Aufgabenstellung: Kopiere den Ausgangstext über Therapieversuche vollständig und Wort für Wort.

Ausgangstext:
::::::::::

Ist aber eine ziemlich normale Reaktion von Tim. Die Therapiebereitschaft nimmt mit der Anzahl der erfolglosen Therapieversuche stark ab.
Genau.
Völlig unabhängig von Tims Situation:
Dann gibt es mehrere Möglichkeiten. Ein paar Beispiele:
(1) Die Störung ist nicht therapierbar. Ist recht selten, kommt aber vor. ("Ist recht selten" im Sinne von: Unter Menschen, die in einem Forum sinnvolle Beiträge schreiben können).
(1a) Alle Therapeuten bis jetzt waren nicht die richtigen. Kann vorkommen.
(2) Man möchte keine Unterstützung. Ein guter Freund von mir ist so ein Beispiel. Er sucht sich gezielt unerfahrene TherapeutInnen und führt sie ziemlich systematisch hinters Licht (nach eigenen Aussagen und nach meinen Beobachtungen). Das ist ein großes Erfolgsmodell. Man muss nichts verändern, die Therapeuten sind unfähig, und man sieht sich als cleverer als sie an.
Für ein solches Verhalten gibt es natürlich gute Gründe, nützt aber nichts. Schade um die Zeit und das viele Geld.

::::::::::

Bereitgestellte Auflistung:

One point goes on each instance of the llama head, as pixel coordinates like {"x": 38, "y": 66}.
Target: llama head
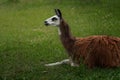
{"x": 54, "y": 20}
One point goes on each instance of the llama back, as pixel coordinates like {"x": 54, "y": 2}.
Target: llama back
{"x": 103, "y": 51}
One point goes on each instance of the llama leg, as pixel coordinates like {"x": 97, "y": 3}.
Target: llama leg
{"x": 66, "y": 61}
{"x": 72, "y": 63}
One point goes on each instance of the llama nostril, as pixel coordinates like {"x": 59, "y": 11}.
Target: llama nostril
{"x": 46, "y": 23}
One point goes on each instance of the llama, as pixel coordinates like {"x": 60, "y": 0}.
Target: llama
{"x": 94, "y": 51}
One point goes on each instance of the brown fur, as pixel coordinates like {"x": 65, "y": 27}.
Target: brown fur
{"x": 102, "y": 51}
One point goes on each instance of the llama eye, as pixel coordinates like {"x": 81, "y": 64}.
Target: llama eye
{"x": 54, "y": 19}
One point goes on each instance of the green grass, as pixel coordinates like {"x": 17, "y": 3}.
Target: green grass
{"x": 26, "y": 44}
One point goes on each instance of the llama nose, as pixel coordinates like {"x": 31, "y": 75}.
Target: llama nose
{"x": 46, "y": 23}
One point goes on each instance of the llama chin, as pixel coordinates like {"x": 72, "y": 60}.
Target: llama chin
{"x": 95, "y": 51}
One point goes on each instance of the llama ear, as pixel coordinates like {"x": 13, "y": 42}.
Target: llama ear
{"x": 58, "y": 13}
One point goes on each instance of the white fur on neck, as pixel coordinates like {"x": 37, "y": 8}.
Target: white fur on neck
{"x": 59, "y": 32}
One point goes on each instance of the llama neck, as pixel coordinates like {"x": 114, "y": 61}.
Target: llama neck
{"x": 65, "y": 35}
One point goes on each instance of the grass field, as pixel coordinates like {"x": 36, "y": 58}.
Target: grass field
{"x": 26, "y": 44}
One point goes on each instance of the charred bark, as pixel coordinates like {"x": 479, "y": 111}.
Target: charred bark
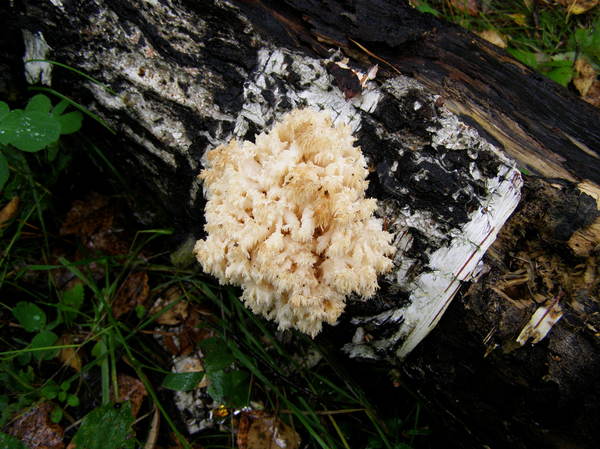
{"x": 191, "y": 75}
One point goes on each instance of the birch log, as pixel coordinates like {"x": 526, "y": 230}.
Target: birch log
{"x": 443, "y": 146}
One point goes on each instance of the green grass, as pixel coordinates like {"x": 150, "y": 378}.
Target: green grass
{"x": 543, "y": 35}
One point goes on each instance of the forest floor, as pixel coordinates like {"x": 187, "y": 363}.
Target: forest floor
{"x": 103, "y": 313}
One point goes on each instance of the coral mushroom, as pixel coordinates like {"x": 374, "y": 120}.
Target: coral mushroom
{"x": 288, "y": 221}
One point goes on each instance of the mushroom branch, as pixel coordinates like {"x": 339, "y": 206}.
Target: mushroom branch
{"x": 481, "y": 175}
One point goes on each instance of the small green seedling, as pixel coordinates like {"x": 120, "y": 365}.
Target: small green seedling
{"x": 34, "y": 128}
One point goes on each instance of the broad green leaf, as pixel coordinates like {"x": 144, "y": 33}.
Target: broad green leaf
{"x": 30, "y": 130}
{"x": 106, "y": 427}
{"x": 70, "y": 122}
{"x": 56, "y": 415}
{"x": 182, "y": 381}
{"x": 30, "y": 316}
{"x": 229, "y": 388}
{"x": 4, "y": 109}
{"x": 217, "y": 355}
{"x": 71, "y": 301}
{"x": 39, "y": 103}
{"x": 60, "y": 108}
{"x": 526, "y": 57}
{"x": 10, "y": 442}
{"x": 44, "y": 339}
{"x": 4, "y": 172}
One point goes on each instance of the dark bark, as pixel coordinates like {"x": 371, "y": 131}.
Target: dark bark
{"x": 180, "y": 69}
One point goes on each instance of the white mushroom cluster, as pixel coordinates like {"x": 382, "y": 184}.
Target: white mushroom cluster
{"x": 288, "y": 221}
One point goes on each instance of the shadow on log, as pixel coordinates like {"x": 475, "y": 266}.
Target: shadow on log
{"x": 515, "y": 359}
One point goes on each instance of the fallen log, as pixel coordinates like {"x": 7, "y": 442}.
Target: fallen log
{"x": 443, "y": 146}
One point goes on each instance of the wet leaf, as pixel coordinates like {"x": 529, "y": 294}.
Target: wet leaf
{"x": 578, "y": 6}
{"x": 44, "y": 339}
{"x": 4, "y": 173}
{"x": 585, "y": 75}
{"x": 69, "y": 356}
{"x": 493, "y": 37}
{"x": 133, "y": 291}
{"x": 40, "y": 103}
{"x": 132, "y": 390}
{"x": 30, "y": 130}
{"x": 30, "y": 316}
{"x": 9, "y": 211}
{"x": 106, "y": 427}
{"x": 182, "y": 381}
{"x": 264, "y": 431}
{"x": 36, "y": 429}
{"x": 229, "y": 388}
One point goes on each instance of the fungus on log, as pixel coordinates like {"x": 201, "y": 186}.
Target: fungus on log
{"x": 442, "y": 147}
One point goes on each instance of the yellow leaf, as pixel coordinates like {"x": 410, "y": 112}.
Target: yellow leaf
{"x": 494, "y": 37}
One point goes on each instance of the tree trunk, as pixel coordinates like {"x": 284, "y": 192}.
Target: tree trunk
{"x": 191, "y": 75}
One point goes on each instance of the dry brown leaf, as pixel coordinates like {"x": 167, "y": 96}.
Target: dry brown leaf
{"x": 593, "y": 94}
{"x": 94, "y": 221}
{"x": 175, "y": 314}
{"x": 133, "y": 291}
{"x": 470, "y": 7}
{"x": 585, "y": 75}
{"x": 133, "y": 390}
{"x": 69, "y": 356}
{"x": 35, "y": 429}
{"x": 261, "y": 430}
{"x": 493, "y": 37}
{"x": 578, "y": 6}
{"x": 9, "y": 211}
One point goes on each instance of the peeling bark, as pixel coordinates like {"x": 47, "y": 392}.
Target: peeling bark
{"x": 442, "y": 147}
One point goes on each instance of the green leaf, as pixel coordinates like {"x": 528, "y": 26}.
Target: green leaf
{"x": 30, "y": 130}
{"x": 71, "y": 122}
{"x": 50, "y": 391}
{"x": 10, "y": 442}
{"x": 44, "y": 339}
{"x": 4, "y": 109}
{"x": 562, "y": 75}
{"x": 30, "y": 316}
{"x": 229, "y": 388}
{"x": 73, "y": 400}
{"x": 4, "y": 171}
{"x": 56, "y": 415}
{"x": 526, "y": 57}
{"x": 39, "y": 103}
{"x": 71, "y": 301}
{"x": 106, "y": 427}
{"x": 217, "y": 355}
{"x": 182, "y": 381}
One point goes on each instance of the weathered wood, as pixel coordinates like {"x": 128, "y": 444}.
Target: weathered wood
{"x": 191, "y": 75}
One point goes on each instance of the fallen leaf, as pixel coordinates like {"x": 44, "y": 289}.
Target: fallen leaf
{"x": 93, "y": 220}
{"x": 9, "y": 211}
{"x": 585, "y": 75}
{"x": 578, "y": 6}
{"x": 593, "y": 94}
{"x": 493, "y": 37}
{"x": 69, "y": 356}
{"x": 132, "y": 390}
{"x": 260, "y": 430}
{"x": 173, "y": 315}
{"x": 467, "y": 6}
{"x": 133, "y": 291}
{"x": 35, "y": 429}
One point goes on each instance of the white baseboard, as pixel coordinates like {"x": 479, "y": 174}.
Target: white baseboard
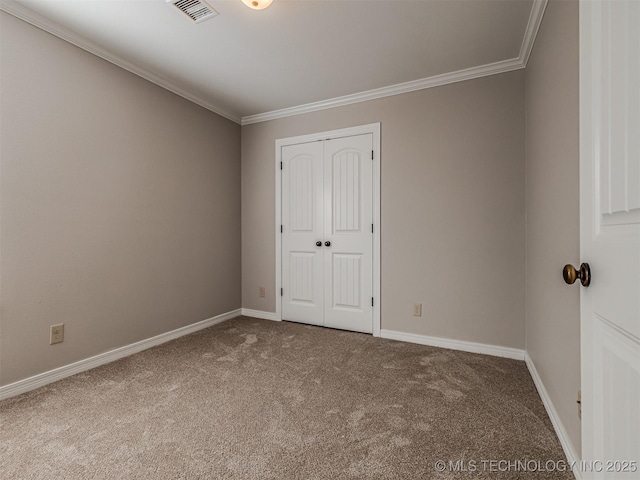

::::::::::

Erwartete Antwort:
Ist aber eine ziemlich normale Reaktion von Tim. Die Therapiebereitschaft nimmt mit der Anzahl der erfolglosen Therapieversuche stark ab.
Genau.
Völlig unabhängig von Tims Situation:
Dann gibt es mehrere Möglichkeiten. Ein paar Beispiele:
(1) Die Störung ist nicht therapierbar. Ist recht selten, kommt aber vor. ("Ist recht selten" im Sinne von: Unter Menschen, die in einem Forum sinnvolle Beiträge schreiben können).
(1a) Alle Therapeuten bis jetzt waren nicht die richtigen. Kann vorkommen.
(2) Man möchte keine Unterstützung. Ein guter Freund von mir ist so ein Beispiel. Er sucht sich gezielt unerfahrene TherapeutInnen und führt sie ziemlich systematisch hinters Licht (nach eigenen Aussagen und nach meinen Beobachtungen). Das ist ein großes Erfolgsmodell. Man muss nichts verändern, die Therapeuten sind unfähig, und man sieht sich als cleverer als sie an.
Für ein solches Verhalten gibt es natürlich gute Gründe, nützt aber nichts. Schade um die Zeit und das viele Geld.